Your goal: Using the listing below, select the lines with the word "white" and copy them.

Supplied records:
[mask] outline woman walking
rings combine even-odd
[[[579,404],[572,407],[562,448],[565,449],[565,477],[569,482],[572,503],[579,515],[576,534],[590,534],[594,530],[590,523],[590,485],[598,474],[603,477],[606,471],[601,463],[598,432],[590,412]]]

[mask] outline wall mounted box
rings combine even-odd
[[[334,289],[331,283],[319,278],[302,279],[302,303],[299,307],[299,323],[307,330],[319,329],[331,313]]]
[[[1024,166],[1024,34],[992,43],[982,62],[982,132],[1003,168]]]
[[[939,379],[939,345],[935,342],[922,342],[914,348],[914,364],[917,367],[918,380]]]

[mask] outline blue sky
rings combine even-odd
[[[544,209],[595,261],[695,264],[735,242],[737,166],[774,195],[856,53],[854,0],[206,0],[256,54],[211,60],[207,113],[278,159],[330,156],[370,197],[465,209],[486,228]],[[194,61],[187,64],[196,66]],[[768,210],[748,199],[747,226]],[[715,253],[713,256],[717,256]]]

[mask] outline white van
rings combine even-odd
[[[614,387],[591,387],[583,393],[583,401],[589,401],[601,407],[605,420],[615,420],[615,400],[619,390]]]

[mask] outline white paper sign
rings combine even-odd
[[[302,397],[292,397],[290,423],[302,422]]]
* * *
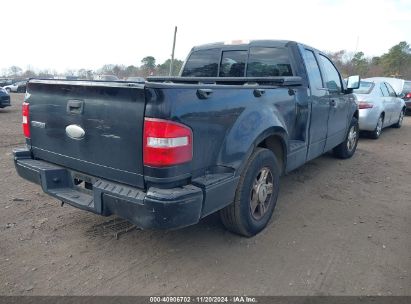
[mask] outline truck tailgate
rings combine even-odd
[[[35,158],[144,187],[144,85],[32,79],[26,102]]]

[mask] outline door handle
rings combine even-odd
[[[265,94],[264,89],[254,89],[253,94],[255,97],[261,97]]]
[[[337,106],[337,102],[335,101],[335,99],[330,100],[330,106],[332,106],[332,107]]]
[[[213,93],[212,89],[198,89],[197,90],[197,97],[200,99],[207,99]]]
---
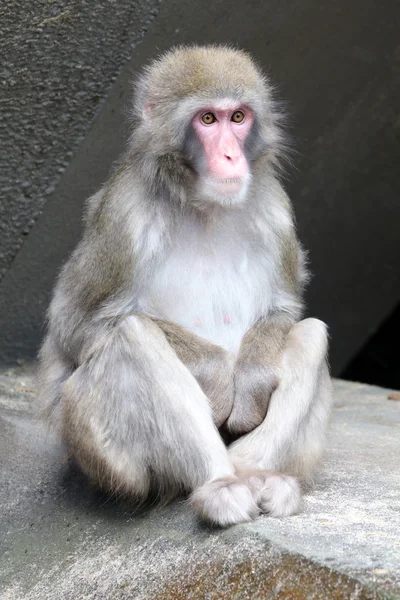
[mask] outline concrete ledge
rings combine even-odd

Your response:
[mask] outline white van
[mask] outline white paper sign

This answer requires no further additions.